§ **Excerpt to read**:
• • • • • • •

Access to the BAWE Corpus
With your own corpus query tools
The corpus can be downloaded from the Oxford Text Archive. BAWE is listed as resource number 2539. The corpus is suitable for use with concordancing programs such as WordSmith and AntConC.
Parsed versions of the corpus have been created by Phil Durrant using the Stanford Core NLP parser, and are available here: https://phildurrant.net/parsed-bawe-corpus/
With Sketch engine open access*
The Sketch Engine open access interface will allow you to view concordance lines and surrounding contexts. You can select the files you want to examine by filtering for features contained in the file header (for example you can choose a specific genre family, or the discipline / level / gender / L1 of contributors).
This manual will help you get started with Sketch Engine.
See also:
- Diana McCarthy's slides from the BAAL Corpus Linguistics SIG event, December 2010.
With Lextutor
Concordances from an untagged version of the BAWE corpus can be created using Lextutor. This is a freely accessible, easy-to-use tool for teachers and learners.

• • • • • • •

[Named object pointing items]
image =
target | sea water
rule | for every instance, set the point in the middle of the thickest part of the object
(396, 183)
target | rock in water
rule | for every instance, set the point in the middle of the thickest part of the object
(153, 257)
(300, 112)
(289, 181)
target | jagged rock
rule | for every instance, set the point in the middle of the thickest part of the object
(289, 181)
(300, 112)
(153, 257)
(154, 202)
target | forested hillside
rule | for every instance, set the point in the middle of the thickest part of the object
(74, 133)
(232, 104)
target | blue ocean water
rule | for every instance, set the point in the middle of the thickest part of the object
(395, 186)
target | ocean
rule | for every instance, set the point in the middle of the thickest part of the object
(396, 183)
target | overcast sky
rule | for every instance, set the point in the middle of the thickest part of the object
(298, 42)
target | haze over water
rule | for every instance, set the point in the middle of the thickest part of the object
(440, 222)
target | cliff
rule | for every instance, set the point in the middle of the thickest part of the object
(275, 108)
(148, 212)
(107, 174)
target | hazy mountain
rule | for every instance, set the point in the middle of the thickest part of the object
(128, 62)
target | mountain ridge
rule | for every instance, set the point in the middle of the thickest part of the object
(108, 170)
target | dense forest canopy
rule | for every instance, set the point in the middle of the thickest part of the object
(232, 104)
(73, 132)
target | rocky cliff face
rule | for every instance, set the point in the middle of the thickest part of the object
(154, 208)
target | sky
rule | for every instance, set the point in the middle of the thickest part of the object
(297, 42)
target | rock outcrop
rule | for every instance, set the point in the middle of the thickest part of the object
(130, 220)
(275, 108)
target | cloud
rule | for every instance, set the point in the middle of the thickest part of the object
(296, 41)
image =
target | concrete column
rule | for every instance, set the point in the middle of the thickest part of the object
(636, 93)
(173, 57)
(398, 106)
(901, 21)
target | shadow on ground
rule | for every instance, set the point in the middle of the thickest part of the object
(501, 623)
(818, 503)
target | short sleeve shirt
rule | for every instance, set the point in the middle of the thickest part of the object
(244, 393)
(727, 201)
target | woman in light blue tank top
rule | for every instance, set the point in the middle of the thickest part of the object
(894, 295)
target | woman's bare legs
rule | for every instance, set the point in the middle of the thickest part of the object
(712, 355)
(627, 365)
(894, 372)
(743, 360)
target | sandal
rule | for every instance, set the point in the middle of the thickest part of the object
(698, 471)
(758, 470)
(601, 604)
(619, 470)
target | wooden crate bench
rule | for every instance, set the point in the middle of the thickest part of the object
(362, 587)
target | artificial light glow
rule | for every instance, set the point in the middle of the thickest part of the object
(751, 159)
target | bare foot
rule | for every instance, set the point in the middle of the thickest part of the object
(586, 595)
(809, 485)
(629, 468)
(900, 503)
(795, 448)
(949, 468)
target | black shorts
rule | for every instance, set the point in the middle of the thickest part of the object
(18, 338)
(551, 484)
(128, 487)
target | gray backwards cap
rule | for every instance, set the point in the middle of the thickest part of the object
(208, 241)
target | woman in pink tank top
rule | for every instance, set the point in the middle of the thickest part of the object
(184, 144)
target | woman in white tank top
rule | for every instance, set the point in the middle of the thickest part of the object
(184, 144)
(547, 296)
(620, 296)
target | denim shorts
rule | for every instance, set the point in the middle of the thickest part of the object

• • • • • • •

§ **Stated exercise A**:
Decide whether each statement agrees with the BAWE access text. Answer yes or no for each, quoting the deciding words.
(i) The corpus can be downloaded from the Oxford Text Archive.
(ii) Diana McCarthy created the parsed versions of the corpus with the Stanford Core NLP parser.
(iii) Lextutor builds concordances from a tagged version of the corpus.
§ **Stated exercise B**: Continue the BAWE access text, starting after its last sentence.

§ **Final result A**:
(i) Yes: "The corpus can be downloaded from the Oxford Text Archive."
(ii) No: "Parsed versions of the corpus have been created by Phil Durrant using the Stanford Core NLP parser"
(iii) No: "Concordances from an untagged version of the BAWE corpus can be created using Lextutor."

§ **Final result B**:
With the EAP Foundation Concordancer
Concordances from an untagged version of the corpus can be created with the concordancer on the EAP Foundation website. This is freely accessible and very easy to use for simple searches.
With CorpusMate
CorpusMate enables teachers and learners to discover the language used in different disciplines. BAWE is one of the corpora in the CorpusMate database.
By subscription
Subscribing to Sketch Engine provides access to a number pre-loaded corpora, including BASE and BAWE, and offers a wider range of search features. You can register for a 30-day free trial account.
*Notes about the BAWE Corpus in Sketch Engine
This version of the corpus has been prepared by Paul Thompson and Alois Heuboeck at Reading University. The files have been tagged by Paul Rayson at Lancaster University for POS (CLAWS tagset) and for semantic category using WMatrix. The Sketch Engine website describes query options for this version, as some of the BAWE markup has been modified.
BAWE contains 6,506,995 running words, but in SketchEngine the total number of tokens is reported as 8,336,262. This is because the SketchEngine token counts include punctuation.
Teaching and Learning
The BAWE Quicklinks project provides selected links for teachers to use in their feedback to students.
The online course at the University of Queensland SLATx: Improving writing through corpora: Data-driven learning uses BAWE to help students with their academic writing, and also provides an introduction to corpus consultation for teachers and researchers.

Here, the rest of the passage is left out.